El lunes después de la inauguración de la pista de hielo —a primera hora de la mañana— estaba ya con el teléfono en mano. ¿Quieres venir a patinar? dije.
Mi primera opción fue el Conejito PR para acompañarme en la aventura. Alto, guapo, cosmopolita y cool: era la mejor opción para deslizarse a mi lado, sobre la superficie helada, rodeados de vapor de agua. Casi como en un cuento de hadas.
—No puedo, princesa. Tengo que trabajar. Me hubiera encantado porque soy campeón de hockey sobre hielo.
Menos mal, pensé. A mi nadie —ni siquiera el galán en cuestión— me iba a opacar en la aventura. Ante la negativa decidí llamar a las conejitas del resto de mi agenda telefónica. La respuesta fue entusiasta: la Conejita Intrépida no lo dudó ni un segundo y aceptó.

Obvio, antes había que superar un obstáculo crucial: el outfit adecuado. Aunque mis mallitas y tutú era gran opción, tuve que declinar por cuello de tortuga de cashmere, pantalones cargo y chamarrita negra, ultra deportivos, tecnología dri-fit, bufandón al cuello y grandes lentes oscuros. Estaba lista para el Gran Slam, aunque sólo fuera a la plancha del Zócalo de la ciudad.
Ante la primera gran fila, aplicamos la sonrisa conquistadora. Al igual que yo, otras 1,423 personas más, pensaron que nadie patinaría en la mañana de un día laboral
—Poli… ¿es por aquííííí? dijimos mientras pestañeábamos lánguidas.
—No, señoritas –contestó- la cola empieza allá. Mientras señalaba un punto en el horizonte lejanísimo.
Al ver nuestros ojos tipo gatito de Shrek abrió un espacio y nos coló en la ventanilla para recibir las pulseritas verdes de acceso. A las 12 en punto teníamos que estar en la puerta de entrada a la pista. Con una nueva estrategia de Conejitas tontas-tontas nos instalamos listas-listas a mitad de la fila. Obtuvimos nuestros patines nuevecitos. Casi flamantes. Y nos aventuramos hacia la entrada.

# Una serie de registros
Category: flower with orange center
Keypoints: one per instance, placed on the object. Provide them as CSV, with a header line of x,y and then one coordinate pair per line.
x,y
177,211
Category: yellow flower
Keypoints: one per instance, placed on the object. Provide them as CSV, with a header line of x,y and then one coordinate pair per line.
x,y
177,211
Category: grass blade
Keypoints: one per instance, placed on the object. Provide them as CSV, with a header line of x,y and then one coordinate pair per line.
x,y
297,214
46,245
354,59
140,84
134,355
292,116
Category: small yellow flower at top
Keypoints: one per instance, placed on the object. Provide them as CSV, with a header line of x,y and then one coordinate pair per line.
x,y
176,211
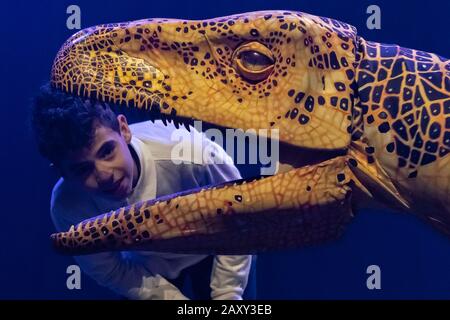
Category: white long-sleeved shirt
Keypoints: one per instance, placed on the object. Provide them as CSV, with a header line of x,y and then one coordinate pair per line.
x,y
165,169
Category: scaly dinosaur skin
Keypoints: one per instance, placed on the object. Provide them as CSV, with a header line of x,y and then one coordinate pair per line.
x,y
312,78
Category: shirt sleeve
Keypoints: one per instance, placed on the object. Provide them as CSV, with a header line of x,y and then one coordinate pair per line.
x,y
229,274
113,270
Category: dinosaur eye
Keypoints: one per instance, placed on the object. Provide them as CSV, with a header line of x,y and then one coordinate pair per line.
x,y
253,61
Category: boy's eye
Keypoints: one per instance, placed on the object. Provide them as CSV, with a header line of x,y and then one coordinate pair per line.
x,y
82,171
108,150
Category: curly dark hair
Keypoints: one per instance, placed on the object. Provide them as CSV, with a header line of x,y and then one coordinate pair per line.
x,y
63,123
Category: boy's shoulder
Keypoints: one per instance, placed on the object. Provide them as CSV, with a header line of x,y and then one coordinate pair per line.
x,y
166,142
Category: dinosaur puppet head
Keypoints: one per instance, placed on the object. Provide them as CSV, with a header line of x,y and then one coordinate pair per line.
x,y
263,70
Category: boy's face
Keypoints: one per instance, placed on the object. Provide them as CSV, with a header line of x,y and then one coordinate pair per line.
x,y
107,166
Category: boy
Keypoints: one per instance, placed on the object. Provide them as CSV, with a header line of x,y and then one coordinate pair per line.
x,y
106,164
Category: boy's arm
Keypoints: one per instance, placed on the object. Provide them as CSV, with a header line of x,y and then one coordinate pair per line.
x,y
123,275
230,273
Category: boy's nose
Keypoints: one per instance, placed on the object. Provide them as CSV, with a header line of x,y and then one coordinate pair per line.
x,y
103,175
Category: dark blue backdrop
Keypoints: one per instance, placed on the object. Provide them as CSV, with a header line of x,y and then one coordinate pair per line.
x,y
413,257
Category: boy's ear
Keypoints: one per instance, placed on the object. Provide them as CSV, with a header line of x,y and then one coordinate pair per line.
x,y
124,128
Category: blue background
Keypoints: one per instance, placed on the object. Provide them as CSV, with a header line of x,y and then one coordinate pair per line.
x,y
414,258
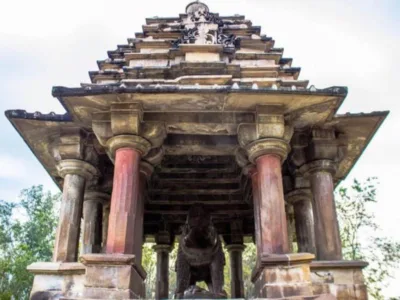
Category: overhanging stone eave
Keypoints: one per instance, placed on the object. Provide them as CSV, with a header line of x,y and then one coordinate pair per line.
x,y
44,157
359,120
302,106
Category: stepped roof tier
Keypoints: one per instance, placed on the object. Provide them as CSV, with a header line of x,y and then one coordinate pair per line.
x,y
195,79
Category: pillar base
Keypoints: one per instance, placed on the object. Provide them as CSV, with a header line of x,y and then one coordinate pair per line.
x,y
55,279
281,276
113,276
342,279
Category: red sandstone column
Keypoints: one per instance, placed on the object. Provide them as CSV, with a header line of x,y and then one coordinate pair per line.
x,y
327,235
256,203
272,217
106,215
124,200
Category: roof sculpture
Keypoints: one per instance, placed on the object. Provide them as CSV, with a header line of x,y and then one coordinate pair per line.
x,y
201,76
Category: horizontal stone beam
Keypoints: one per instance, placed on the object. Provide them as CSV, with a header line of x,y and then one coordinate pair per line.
x,y
172,191
198,170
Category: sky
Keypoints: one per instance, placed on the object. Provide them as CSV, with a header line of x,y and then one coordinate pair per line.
x,y
45,43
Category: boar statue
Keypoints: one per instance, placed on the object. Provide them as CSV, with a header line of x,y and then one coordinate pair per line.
x,y
200,257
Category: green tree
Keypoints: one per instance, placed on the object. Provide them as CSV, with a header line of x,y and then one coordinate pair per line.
x,y
361,236
27,230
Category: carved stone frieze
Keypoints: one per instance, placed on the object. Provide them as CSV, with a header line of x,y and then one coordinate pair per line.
x,y
204,28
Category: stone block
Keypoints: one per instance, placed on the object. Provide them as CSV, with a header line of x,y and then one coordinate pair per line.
x,y
113,276
282,276
342,279
53,280
105,293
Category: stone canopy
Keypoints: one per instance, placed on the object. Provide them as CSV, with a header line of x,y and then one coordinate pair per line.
x,y
189,85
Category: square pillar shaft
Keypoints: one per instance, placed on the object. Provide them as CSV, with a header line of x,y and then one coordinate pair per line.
x,y
236,260
68,230
327,236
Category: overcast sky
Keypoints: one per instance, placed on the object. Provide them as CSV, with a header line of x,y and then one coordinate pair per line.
x,y
350,43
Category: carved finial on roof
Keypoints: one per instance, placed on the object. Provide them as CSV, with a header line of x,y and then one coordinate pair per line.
x,y
196,6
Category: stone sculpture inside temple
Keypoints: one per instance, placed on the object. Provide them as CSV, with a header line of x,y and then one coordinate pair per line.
x,y
200,257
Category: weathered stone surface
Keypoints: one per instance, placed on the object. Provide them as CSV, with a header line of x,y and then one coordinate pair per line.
x,y
67,237
162,284
93,221
124,201
270,214
342,279
237,285
56,279
327,237
200,256
113,276
303,217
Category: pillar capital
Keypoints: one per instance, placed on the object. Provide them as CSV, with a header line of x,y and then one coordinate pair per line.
x,y
162,248
322,165
78,167
265,146
235,247
128,141
298,195
268,135
146,169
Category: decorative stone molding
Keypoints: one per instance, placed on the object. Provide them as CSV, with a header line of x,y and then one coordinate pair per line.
x,y
323,165
269,135
204,28
322,145
129,141
126,118
97,196
162,248
235,247
146,169
78,167
154,156
113,276
267,146
122,126
298,195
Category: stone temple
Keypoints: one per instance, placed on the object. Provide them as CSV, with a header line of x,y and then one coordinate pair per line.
x,y
197,108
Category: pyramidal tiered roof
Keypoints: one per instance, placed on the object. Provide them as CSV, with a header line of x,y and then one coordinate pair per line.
x,y
166,54
200,76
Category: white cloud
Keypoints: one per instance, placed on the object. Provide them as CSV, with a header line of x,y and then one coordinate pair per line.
x,y
353,43
12,167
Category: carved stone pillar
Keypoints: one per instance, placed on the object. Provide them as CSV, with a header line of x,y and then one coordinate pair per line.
x,y
93,221
266,144
271,215
75,174
127,140
235,254
303,217
163,248
290,226
106,215
125,197
162,281
327,237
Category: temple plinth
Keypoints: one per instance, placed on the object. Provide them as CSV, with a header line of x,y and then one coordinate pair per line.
x,y
198,109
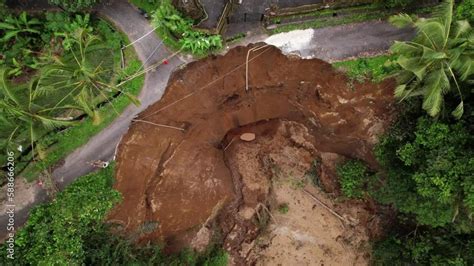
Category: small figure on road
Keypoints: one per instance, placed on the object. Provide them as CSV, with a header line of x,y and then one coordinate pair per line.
x,y
99,164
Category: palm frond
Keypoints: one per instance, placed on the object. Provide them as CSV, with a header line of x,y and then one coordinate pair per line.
x,y
402,20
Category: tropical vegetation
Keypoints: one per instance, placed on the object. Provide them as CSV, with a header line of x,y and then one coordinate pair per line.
x,y
425,162
74,5
57,70
437,61
177,31
72,230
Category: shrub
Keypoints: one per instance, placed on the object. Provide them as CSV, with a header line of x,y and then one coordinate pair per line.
x,y
353,175
71,230
465,10
55,232
177,31
425,246
428,173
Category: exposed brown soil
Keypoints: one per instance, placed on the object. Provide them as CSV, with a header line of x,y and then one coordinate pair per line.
x,y
204,182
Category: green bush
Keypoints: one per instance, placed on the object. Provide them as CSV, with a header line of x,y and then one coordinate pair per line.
x,y
353,176
465,10
70,230
55,232
177,31
428,173
375,68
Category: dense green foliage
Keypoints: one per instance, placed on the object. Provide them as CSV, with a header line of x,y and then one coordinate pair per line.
x,y
465,10
424,246
353,176
74,5
394,3
55,232
437,61
177,31
71,230
76,64
20,39
374,68
429,172
60,144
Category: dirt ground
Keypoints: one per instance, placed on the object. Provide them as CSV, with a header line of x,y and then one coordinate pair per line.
x,y
183,169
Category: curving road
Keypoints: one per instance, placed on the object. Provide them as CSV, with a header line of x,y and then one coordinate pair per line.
x,y
102,146
332,43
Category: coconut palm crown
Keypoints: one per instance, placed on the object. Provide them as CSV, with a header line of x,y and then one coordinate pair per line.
x,y
437,60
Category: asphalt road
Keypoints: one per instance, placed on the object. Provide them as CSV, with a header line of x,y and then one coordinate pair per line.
x,y
102,146
333,43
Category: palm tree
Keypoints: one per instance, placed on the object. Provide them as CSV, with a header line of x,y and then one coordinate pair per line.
x,y
83,75
25,114
14,26
437,60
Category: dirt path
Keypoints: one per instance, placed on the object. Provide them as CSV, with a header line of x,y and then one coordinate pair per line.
x,y
334,43
296,108
102,146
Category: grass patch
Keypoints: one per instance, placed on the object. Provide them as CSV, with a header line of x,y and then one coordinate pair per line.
x,y
149,6
283,208
374,68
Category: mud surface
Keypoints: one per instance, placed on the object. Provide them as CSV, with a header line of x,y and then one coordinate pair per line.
x,y
187,177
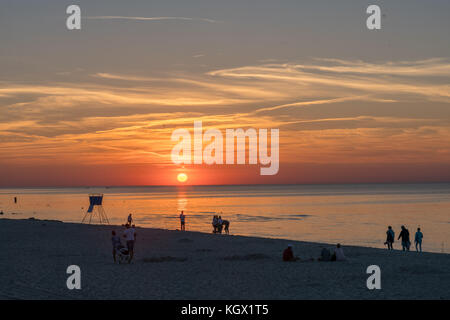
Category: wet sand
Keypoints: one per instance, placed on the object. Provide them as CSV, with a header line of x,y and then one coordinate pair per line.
x,y
191,265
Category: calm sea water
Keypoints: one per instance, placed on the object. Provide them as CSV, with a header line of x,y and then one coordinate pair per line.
x,y
349,214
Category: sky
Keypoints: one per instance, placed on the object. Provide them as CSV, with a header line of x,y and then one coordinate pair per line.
x,y
97,106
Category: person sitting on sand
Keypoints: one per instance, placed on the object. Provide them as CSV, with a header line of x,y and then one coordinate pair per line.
x,y
404,234
338,254
390,236
182,221
115,239
288,254
130,235
418,240
325,255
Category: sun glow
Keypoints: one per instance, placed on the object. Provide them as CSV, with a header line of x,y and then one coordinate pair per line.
x,y
182,177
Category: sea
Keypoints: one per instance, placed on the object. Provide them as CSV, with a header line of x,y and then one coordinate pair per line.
x,y
350,214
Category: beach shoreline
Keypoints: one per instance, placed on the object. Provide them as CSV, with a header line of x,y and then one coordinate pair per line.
x,y
171,264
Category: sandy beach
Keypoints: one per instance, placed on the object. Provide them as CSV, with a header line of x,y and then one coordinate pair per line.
x,y
172,264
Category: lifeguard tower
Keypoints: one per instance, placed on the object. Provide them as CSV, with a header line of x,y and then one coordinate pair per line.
x,y
95,206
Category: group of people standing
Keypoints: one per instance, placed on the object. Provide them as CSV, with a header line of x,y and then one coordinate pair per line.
x,y
404,235
130,237
219,225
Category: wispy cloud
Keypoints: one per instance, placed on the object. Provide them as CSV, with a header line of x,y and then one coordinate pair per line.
x,y
321,108
148,18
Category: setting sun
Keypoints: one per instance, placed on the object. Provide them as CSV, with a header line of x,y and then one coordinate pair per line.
x,y
182,177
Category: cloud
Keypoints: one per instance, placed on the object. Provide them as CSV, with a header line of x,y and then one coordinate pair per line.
x,y
149,18
329,109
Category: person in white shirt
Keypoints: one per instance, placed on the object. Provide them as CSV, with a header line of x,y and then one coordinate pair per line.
x,y
182,221
339,253
130,236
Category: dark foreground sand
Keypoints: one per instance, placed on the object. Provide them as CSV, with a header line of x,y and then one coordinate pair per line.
x,y
35,255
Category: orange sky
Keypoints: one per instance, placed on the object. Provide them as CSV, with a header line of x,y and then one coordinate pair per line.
x,y
98,107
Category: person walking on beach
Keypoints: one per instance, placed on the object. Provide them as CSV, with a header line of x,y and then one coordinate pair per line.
x,y
418,240
404,234
214,223
115,239
130,236
390,236
182,221
226,225
338,254
288,254
219,224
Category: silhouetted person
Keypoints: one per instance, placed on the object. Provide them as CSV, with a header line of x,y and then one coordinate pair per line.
x,y
390,236
115,239
219,224
288,254
130,236
418,240
226,225
182,221
404,234
325,255
338,254
214,223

# EJERCICIOS PROPUESTOS
a – En el relato de la pista de hielo, ¿a qué hora tenían que estar en la puerta de entrada a la pista?
b – Reescribe el pasaje del relato de la pista de hielo que comienza en "Obvio, antes había" y termina en "el horizonte lejanísimo.", poniendo "muchachas" en lugar de "señoritas".
c – ¿Cómo sigue el relato de la pista de hielo? Continúalo a partir de su última oración.

# EJERCICIOS RESUELTOS
a – A las 12 en punto.

b –
Obvio, antes había que superar un obstáculo crucial: el outfit adecuado. Aunque mis mallitas y tutú era gran opción, tuve que declinar por cuello de tortuga de cashmere, pantalones cargo y chamarrita negra, ultra deportivos, tecnología dri-fit, bufandón al cuello y grandes lentes oscuros. Estaba lista para el Gran Slam, aunque sólo fuera a la plancha del Zócalo de la ciudad.
Ante la primera gran fila, aplicamos la sonrisa conquistadora. Al igual que yo, otras 1,423 personas más, pensaron que nadie patinaría en la mañana de un día laboral
—Poli… ¿es por aquííííí? dijimos mientras pestañeábamos lánguidas.
—No, muchachas –contestó- la cola empieza allá. Mientras señalaba un punto en el horizonte lejanísimo.

c –
Me paré en la puerta de acceso. Ahí de frente estaba “luminosa y bella” una enorme pista de hielo. Casi infinita. Yo, a este punto, recordé que no sé patinar en hielo. La Conejita Intrépida se deslizo sobre la pista. Un metro adelante me hacía señas. Los instructores me animaban y detrás una fila infinita de impacientes “patinadores” me apresuraban.
Puse la primera lama de hierro sobre la pista, con una mano me aferré a la barrera y con la otra apretujé el brazo del instructor, clavándole las uñas en los bíceps. Puse la segunda lama sobre el hielo y sentí mis pies resbalarse sin control. Demonios. ¿Éste era el deporte invernal por excelencia?
Ante mi ignorancia, los cientos de instructores, los polis en patines y hasta los paramédicos on ice se desvivieron en indicaciones: inclina el tórax, flexiona las rodillas, estabiliza el peso, cambia tu centro de gravedad, utiliza los hombros como volante, cierra los puños, frena con la lama, no te agarres de nadie. ¡Joder!
Con una gran habilidad —como si hubiera formado parte del elenco de Los Pájaros Patinadores—, empecé a deslizarme por la pista. Volteé a todos lados. Nadie a mi alrededor era un experto patinador. Es más, todos reían mientras caían como pinos de boliche. Yo también reí. Por primera vez, esta conejita no era la única de movimientos disconexos.
En la pista parecía que se llevaba a cabo un desfile de modas sui generis: mientras por un lado patinaba un punketo con mohicana, por otro hacían piruetas algunas loquitas patinadoras, no faltaba uno con abrigo y peluche en el cuello en contraste al chavito en bermudas. Decenas de escolares, de faldita tableada, disfrutaban de “la pinta” al igual que el oficinista en traje y corbata. Esto es lo que yo llamo, un deporte incluyente.
El resto de la hora se convirtió en una carrera de obstáculos. El objetivo no era no caerse, sino lograr que no te tiraran. Me dediqué a esquivar con la gracia de una hipopotamita de disney a todos los que iban rebotando sin cesar. Y a mi paso veloz, obvio, varios resultaron lesionados.
La música sonaba: Christina Aguilera seguida de un “Bella, bella, velludita” le ponía saborcito a la experiencia. En las gradas el público saludaba. Me sentí campeona olímpica. Tomé de la mano a La Conejita Intrépida, nos detuvimos al centro de la pista, agitamos un brazo por encima de nuestras cabezas y sonreímos a los espectadores. Sólo faltaban las rosas cayendo.
Después de 45 minutos, en pleno medio día, el calor era infernal. El hielo parecía derretirse, la pista estaba mojadísima y mi bufanda, cuello de tortuga y chamarrita no habían sido la mejor opción. Parecía tamal en olla: estaba empezando a vaporizar. Por si fuera poco, los patines, durísimos, me torturaban los pies.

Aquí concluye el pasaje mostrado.